Vous dites également "ne croyez-vous pas que l'on pourrait faire cela au niveau des budgets" ? De toute façon, in fine, ce sont les citoyens qui paient. Que ce soit par l'impôt ou par les Etats. Mais si vous remettez en cause chaque fois, chaque année, par chaque budget annuel, les financements de lutte contre les pandémies, vous n'arrivez pas à faire un levier suffisant sur le prix des médicaments. Alors si vous n'êtes pas sûr 3 ans après de ce que vous allez faire, vous ne pouvez pas faire un contrat, et vous ne pouvez donc pas baisser ces prix. Toute l'idée de la pérennité d'UNITAID est là. C'est dans la possibilité de pouvoir enfin avoir une vision à long terme.
Sur les agriculteurs et sur l'Union européenne, je veux simplement dire une chose : c'est que 80 % des exportations des produits agricoles des pays du Sud vont dans l'Union européenne. Alors avant qu'un pays nous fasse une leçon, et en particulier à la France qui est le premier pays exportateur, je voudrais simplement que les frontières soient poreuses aussi pour ceux qui nous donnent des leçons et qui ferment leurs frontières à ces produits. L'Union européenne a justement décidé d'ouvrir ses frontières aux produits agricoles africains. Je le dis parce que c'est quelque chose qui est répété partout et je préfère le dire tout de suite une bonne fois pour toute.
Q - Combien de pays africains aujourd'hui sont dans la liste et est-ce que vous comptez travailler avec les entreprises pharmaceutiques dans le cadre de cette initiative qui est aussi une très bonne aubaine pour eux ?

INFORMATIONS EXTRAITES
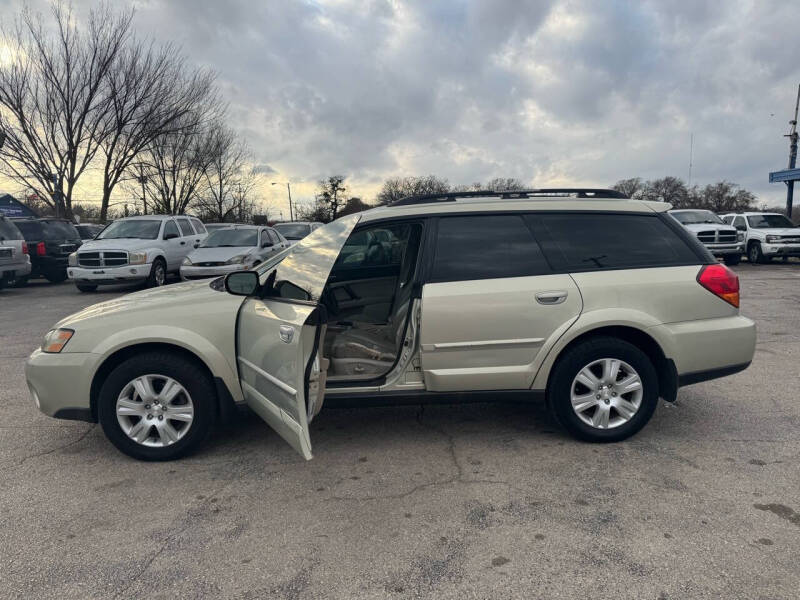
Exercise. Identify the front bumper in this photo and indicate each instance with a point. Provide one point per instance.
(725, 249)
(194, 272)
(60, 383)
(780, 249)
(109, 275)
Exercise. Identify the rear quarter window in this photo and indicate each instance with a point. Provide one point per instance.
(598, 241)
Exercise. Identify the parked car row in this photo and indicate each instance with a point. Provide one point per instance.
(759, 236)
(141, 249)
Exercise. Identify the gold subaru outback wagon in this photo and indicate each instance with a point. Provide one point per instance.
(596, 303)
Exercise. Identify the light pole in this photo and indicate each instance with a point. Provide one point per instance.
(288, 191)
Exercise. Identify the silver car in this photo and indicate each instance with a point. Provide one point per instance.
(14, 259)
(721, 239)
(232, 249)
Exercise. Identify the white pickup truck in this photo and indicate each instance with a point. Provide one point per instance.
(766, 235)
(135, 250)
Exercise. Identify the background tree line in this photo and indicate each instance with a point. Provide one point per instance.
(79, 98)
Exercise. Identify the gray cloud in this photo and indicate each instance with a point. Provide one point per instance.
(572, 91)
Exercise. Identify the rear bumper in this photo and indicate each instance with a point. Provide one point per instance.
(705, 346)
(109, 275)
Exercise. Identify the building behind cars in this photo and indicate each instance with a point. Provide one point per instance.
(231, 249)
(15, 264)
(141, 249)
(766, 235)
(50, 241)
(722, 240)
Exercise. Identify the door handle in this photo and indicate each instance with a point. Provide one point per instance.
(551, 297)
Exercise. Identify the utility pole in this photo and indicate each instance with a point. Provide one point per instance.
(288, 191)
(143, 180)
(792, 135)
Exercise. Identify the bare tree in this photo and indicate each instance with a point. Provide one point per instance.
(52, 102)
(397, 188)
(151, 93)
(175, 166)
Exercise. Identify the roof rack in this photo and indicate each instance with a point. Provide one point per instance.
(508, 194)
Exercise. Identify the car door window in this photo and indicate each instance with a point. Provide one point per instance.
(170, 229)
(186, 228)
(592, 241)
(485, 247)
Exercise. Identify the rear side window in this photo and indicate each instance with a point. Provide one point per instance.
(587, 242)
(485, 247)
(186, 228)
(8, 231)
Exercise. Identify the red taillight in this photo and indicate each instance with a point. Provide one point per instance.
(720, 281)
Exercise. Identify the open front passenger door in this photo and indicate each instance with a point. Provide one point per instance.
(280, 333)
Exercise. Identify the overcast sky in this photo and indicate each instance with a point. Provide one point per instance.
(581, 93)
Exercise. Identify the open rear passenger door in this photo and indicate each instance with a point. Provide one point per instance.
(280, 332)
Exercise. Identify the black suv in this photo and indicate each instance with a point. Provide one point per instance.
(50, 242)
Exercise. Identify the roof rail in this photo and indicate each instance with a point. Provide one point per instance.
(508, 194)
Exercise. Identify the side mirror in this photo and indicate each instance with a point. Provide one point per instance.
(242, 283)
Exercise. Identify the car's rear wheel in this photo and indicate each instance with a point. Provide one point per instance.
(157, 406)
(158, 273)
(603, 390)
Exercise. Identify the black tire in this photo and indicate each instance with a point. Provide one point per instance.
(573, 361)
(755, 255)
(156, 279)
(55, 276)
(186, 372)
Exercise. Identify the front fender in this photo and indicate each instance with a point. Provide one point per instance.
(220, 365)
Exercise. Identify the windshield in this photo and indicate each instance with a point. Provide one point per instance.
(293, 231)
(222, 238)
(695, 217)
(8, 231)
(769, 221)
(141, 229)
(303, 268)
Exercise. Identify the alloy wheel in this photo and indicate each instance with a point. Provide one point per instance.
(606, 393)
(154, 410)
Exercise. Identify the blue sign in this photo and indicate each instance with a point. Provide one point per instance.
(785, 175)
(10, 207)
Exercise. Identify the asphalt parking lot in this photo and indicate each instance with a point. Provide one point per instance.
(468, 501)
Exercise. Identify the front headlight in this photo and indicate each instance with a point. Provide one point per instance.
(236, 260)
(137, 258)
(55, 340)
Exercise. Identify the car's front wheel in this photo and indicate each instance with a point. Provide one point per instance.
(157, 406)
(603, 390)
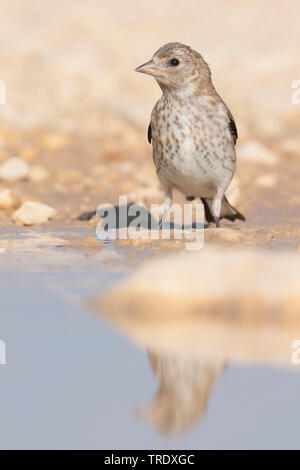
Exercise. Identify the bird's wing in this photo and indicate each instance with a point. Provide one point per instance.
(232, 127)
(149, 133)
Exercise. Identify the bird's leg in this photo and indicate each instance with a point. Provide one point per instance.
(166, 206)
(216, 206)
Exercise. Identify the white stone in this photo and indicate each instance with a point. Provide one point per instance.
(32, 212)
(14, 169)
(254, 151)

EXERCICES PROPOSÉS
1. D'après le texte source, quelle part des exportations de produits agricoles des pays du Sud va dans l'Union européenne ?
2. Recopiez fidèlement le passage du texte source qui va de « Sur les agriculteurs » jusqu'à « aubaine pour eux ? » inclus.

LISTE DES SOLUTIONS
1. 80 %.

2.
Sur les agriculteurs et sur l'Union européenne, je veux simplement dire une chose : c'est que 80 % des exportations des produits agricoles des pays du Sud vont dans l'Union européenne. Alors avant qu'un pays nous fasse une leçon, et en particulier à la France qui est le premier pays exportateur, je voudrais simplement que les frontières soient poreuses aussi pour ceux qui nous donnent des leçons et qui ferment leurs frontières à ces produits. L'Union européenne a justement décidé d'ouvrir ses frontières aux produits agricoles africains. Je le dis parce que c'est quelque chose qui est répété partout et je préfère le dire tout de suite une bonne fois pour toute.
Q - Combien de pays africains aujourd'hui sont dans la liste et est-ce que vous comptez travailler avec les entreprises pharmaceutiques dans le cadre de cette initiative qui est aussi une très bonne aubaine pour eux ?